_DO THIS:_
Repeat the stretch of the material from the line containing "# test: point to the green" through the line containing "[[330, 372], [63, 355]]", keeping every character unchanged.
::: RECORDS FOR THE TASK
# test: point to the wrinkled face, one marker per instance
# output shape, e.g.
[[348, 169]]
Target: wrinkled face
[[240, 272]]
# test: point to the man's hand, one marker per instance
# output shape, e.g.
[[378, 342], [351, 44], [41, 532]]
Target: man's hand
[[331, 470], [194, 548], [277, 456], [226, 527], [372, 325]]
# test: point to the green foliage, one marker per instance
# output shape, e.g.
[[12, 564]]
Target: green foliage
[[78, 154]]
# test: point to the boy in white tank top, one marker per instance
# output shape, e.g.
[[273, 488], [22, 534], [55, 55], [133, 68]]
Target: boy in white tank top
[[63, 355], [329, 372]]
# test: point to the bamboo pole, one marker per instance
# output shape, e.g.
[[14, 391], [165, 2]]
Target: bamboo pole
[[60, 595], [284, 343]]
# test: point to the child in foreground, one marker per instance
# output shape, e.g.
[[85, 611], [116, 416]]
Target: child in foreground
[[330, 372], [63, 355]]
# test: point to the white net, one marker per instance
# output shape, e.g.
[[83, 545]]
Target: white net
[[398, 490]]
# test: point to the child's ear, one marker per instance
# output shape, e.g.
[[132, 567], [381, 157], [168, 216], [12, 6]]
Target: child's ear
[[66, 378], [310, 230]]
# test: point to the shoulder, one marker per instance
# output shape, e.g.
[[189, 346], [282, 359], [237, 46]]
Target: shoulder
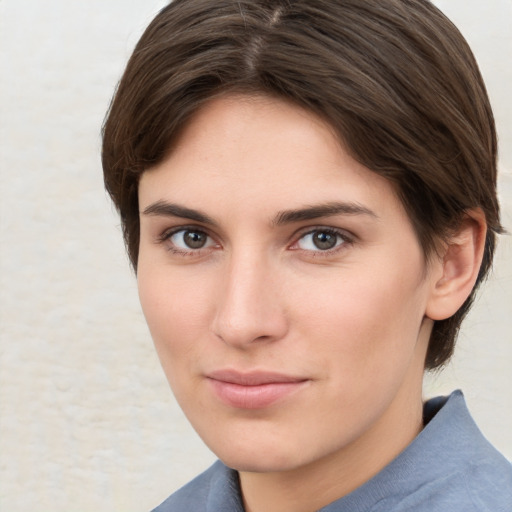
[[215, 489], [192, 496], [467, 473]]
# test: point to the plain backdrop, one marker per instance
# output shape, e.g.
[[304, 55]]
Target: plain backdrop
[[87, 422]]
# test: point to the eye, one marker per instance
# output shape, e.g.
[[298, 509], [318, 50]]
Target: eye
[[321, 240], [189, 239]]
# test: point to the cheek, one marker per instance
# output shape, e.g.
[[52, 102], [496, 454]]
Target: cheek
[[177, 310], [367, 323]]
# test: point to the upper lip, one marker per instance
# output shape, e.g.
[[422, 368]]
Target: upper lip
[[252, 378]]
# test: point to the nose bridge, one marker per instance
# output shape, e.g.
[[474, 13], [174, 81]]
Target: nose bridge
[[249, 307]]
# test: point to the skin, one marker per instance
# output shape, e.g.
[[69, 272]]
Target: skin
[[351, 321]]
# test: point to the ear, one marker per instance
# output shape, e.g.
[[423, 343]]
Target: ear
[[457, 270]]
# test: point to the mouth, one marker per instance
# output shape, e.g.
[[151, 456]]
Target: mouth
[[253, 390]]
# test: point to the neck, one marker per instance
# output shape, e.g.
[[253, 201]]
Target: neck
[[314, 486], [311, 487]]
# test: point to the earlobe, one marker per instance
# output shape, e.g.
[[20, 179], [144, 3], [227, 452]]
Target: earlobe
[[458, 267]]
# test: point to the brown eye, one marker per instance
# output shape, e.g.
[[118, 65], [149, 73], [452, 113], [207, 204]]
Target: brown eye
[[194, 239], [324, 241], [321, 240], [187, 239]]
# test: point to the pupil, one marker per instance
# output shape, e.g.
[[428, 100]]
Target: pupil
[[324, 241], [194, 239]]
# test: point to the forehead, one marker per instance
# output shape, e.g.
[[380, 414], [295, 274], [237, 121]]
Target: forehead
[[249, 149]]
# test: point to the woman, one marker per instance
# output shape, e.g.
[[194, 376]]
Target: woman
[[307, 191]]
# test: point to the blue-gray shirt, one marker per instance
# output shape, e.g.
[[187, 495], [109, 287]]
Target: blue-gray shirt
[[449, 467]]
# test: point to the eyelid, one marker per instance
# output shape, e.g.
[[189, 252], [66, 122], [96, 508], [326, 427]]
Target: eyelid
[[166, 235], [346, 237]]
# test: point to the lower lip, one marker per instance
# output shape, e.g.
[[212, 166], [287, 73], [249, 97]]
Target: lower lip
[[254, 397]]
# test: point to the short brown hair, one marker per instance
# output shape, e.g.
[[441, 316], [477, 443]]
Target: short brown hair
[[394, 78]]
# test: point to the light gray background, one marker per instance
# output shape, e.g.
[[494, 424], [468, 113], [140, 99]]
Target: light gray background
[[87, 422]]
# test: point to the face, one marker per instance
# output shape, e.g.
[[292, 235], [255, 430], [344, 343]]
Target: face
[[283, 286]]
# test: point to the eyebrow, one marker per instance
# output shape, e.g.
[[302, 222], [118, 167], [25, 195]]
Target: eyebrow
[[322, 210], [165, 209]]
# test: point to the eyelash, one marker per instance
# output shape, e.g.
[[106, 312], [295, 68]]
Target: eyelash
[[343, 239], [167, 235]]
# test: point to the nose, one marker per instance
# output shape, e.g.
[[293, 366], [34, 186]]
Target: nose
[[250, 307]]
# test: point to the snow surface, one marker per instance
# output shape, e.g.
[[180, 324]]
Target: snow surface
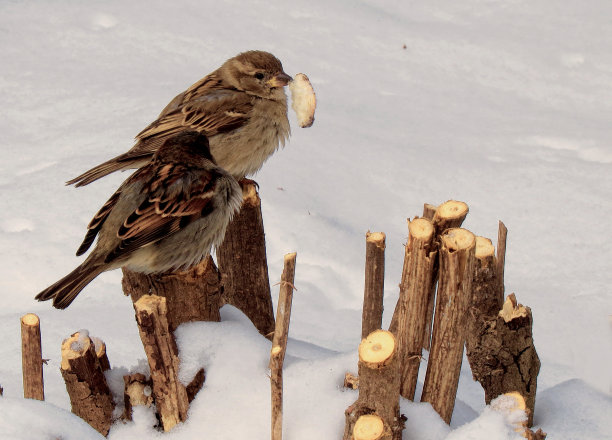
[[502, 104]]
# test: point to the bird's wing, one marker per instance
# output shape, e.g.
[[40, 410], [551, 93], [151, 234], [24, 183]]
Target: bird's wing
[[177, 196]]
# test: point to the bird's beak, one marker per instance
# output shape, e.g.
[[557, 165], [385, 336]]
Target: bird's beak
[[280, 80]]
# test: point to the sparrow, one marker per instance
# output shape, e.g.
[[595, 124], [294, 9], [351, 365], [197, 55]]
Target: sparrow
[[241, 107], [166, 216]]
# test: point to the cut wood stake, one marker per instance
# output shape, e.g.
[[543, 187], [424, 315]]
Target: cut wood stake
[[374, 283], [454, 292], [279, 344], [31, 358], [159, 344], [243, 263], [90, 397]]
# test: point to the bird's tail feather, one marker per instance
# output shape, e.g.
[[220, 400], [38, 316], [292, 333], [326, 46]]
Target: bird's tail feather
[[64, 291]]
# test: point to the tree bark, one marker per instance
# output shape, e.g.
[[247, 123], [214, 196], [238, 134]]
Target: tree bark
[[415, 286], [169, 393], [279, 345], [504, 358], [454, 292], [90, 397], [31, 358], [192, 295], [243, 263], [379, 386], [374, 283]]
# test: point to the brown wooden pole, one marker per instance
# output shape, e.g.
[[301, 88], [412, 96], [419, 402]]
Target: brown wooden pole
[[379, 386], [374, 283], [162, 353], [191, 295], [279, 344], [243, 263], [420, 254], [31, 358], [454, 292], [90, 397]]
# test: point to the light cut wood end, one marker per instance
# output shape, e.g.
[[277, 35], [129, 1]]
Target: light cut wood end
[[377, 349], [451, 209], [484, 248], [368, 427], [512, 310], [30, 319], [73, 347], [456, 239], [421, 228], [377, 238], [151, 304]]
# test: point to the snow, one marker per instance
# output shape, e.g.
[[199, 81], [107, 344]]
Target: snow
[[502, 104]]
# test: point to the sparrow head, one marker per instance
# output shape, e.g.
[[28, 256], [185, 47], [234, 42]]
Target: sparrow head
[[257, 73], [186, 147]]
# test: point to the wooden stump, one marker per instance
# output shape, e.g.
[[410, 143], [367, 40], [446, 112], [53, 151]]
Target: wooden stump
[[192, 295], [374, 283], [379, 385], [31, 358], [415, 286], [279, 345], [505, 359], [90, 397], [454, 291], [169, 393], [243, 263]]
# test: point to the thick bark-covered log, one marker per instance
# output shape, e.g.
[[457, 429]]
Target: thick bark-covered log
[[90, 397], [454, 292], [374, 283], [191, 295], [243, 263], [279, 345], [31, 358], [505, 359], [379, 386], [169, 393], [415, 286]]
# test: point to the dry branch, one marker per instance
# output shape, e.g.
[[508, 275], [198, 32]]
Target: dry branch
[[242, 261], [457, 250], [159, 344], [379, 386], [90, 397], [279, 344], [374, 283], [192, 295], [31, 358], [415, 286]]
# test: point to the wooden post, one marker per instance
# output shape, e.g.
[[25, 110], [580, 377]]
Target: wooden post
[[242, 261], [159, 344], [31, 358], [279, 344], [374, 283], [414, 290], [454, 292], [504, 358], [192, 295], [90, 397], [379, 384]]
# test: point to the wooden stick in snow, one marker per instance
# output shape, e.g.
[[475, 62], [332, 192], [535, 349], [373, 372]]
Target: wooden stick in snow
[[169, 393], [31, 358], [454, 292], [279, 344], [379, 385], [242, 261], [374, 283], [90, 397]]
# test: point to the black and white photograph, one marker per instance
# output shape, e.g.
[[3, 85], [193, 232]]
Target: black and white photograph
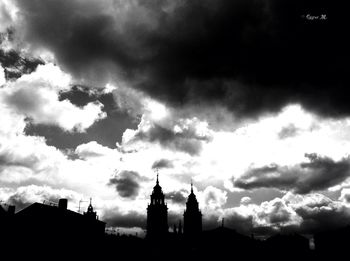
::::::
_THE REPLY:_
# test: point to the green foliage, one marker per instance
# output shape, e.g.
[[12, 564]]
Target: green foliage
[[78, 154]]
# test: point to the boy in white tank top, one marker per instance
# output shape, e.g.
[[273, 488], [22, 534], [55, 55], [133, 68]]
Target: boy in white tank top
[[63, 355], [329, 372]]
# test: point to the bamboo pole, one marker per instance
# output shape, e.g.
[[14, 391], [165, 2]]
Target: bamboo pole
[[60, 595], [284, 343]]
# test: point to the child in foreground, one marker per instance
# output shape, e.g.
[[85, 611], [116, 416]]
Target: child in foreground
[[330, 372], [63, 355]]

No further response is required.